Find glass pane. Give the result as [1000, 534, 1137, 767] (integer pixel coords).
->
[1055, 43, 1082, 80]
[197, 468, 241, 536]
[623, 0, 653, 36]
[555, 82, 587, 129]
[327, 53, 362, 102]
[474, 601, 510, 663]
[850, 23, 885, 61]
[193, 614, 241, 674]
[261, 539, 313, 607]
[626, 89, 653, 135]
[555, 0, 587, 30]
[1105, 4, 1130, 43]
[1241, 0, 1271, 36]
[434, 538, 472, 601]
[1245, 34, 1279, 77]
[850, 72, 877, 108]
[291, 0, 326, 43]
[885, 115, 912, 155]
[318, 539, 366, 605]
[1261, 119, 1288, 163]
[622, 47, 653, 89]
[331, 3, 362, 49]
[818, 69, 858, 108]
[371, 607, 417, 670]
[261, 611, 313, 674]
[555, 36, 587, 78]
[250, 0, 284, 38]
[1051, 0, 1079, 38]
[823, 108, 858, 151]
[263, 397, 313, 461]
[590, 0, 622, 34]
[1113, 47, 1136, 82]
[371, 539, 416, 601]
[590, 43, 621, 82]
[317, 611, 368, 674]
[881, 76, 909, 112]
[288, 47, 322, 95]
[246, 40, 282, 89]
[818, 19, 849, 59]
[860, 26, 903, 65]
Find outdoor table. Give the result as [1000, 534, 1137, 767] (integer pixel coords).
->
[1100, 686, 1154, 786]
════════════════
Objective:
Copy all of the items above verbatim, without changing a single character.

Response:
Find glass pane. Give the result as [1000, 534, 1137, 767] (integer pixel coords).
->
[1055, 43, 1082, 80]
[197, 468, 241, 536]
[623, 0, 653, 36]
[555, 82, 587, 129]
[327, 53, 362, 102]
[474, 601, 510, 663]
[850, 23, 885, 61]
[193, 614, 241, 674]
[261, 539, 313, 607]
[626, 89, 653, 135]
[555, 0, 587, 30]
[1105, 4, 1130, 43]
[1241, 0, 1271, 36]
[434, 538, 472, 601]
[1245, 34, 1279, 77]
[850, 72, 877, 108]
[291, 0, 326, 43]
[885, 115, 912, 155]
[318, 539, 366, 605]
[1261, 119, 1288, 163]
[622, 47, 653, 89]
[331, 3, 362, 49]
[818, 69, 858, 108]
[371, 607, 417, 670]
[261, 611, 313, 674]
[555, 36, 587, 78]
[250, 0, 284, 38]
[1051, 0, 1079, 38]
[823, 108, 858, 151]
[263, 397, 313, 461]
[590, 0, 622, 34]
[1113, 47, 1136, 82]
[371, 539, 416, 601]
[590, 43, 621, 82]
[317, 611, 368, 674]
[881, 76, 909, 112]
[288, 47, 322, 95]
[246, 40, 282, 89]
[818, 19, 849, 59]
[860, 26, 903, 65]
Find outdoor table. Give the result as [1000, 534, 1137, 767] (integer pixel coords).
->
[1100, 686, 1154, 786]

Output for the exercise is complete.